# [PROBLEM]
Where a line below carries the word "tower", include it in the count, then give the count alone.

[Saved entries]
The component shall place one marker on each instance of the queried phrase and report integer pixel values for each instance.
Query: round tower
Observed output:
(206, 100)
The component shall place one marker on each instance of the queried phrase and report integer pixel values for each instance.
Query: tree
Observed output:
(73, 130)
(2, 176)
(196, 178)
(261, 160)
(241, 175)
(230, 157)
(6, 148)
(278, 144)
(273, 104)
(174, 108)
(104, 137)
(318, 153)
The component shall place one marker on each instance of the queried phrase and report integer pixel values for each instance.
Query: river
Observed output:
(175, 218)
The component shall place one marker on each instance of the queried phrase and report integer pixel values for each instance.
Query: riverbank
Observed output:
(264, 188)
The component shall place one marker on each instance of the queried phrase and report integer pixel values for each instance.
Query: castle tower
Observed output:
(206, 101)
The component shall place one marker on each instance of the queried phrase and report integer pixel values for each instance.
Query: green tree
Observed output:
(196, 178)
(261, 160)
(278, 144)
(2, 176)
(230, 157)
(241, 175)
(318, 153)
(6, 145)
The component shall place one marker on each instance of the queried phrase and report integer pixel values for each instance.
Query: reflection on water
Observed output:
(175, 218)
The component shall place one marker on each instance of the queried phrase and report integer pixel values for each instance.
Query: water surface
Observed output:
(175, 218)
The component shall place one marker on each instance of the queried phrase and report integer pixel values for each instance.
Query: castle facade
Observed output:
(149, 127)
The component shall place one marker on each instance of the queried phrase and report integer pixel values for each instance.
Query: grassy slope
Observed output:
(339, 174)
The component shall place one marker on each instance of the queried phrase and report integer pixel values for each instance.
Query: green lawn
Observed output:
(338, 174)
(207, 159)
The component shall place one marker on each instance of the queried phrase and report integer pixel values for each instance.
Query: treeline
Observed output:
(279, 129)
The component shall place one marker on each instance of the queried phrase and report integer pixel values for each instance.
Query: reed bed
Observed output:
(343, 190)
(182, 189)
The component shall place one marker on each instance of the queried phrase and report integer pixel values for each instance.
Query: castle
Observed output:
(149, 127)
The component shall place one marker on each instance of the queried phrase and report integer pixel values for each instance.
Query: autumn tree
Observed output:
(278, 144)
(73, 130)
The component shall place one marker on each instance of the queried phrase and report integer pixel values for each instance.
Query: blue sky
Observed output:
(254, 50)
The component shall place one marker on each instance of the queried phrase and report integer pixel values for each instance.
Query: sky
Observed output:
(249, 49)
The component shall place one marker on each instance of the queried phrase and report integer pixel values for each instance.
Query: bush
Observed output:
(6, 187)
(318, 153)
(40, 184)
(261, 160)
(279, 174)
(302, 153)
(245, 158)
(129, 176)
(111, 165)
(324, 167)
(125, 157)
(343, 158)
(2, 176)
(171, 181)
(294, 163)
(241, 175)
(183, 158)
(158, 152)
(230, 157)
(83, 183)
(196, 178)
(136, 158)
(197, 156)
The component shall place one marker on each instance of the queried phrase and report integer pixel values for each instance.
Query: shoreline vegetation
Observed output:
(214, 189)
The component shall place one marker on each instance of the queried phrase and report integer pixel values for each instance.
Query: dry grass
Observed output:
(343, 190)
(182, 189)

# [ANSWER TO THIS TASK]
2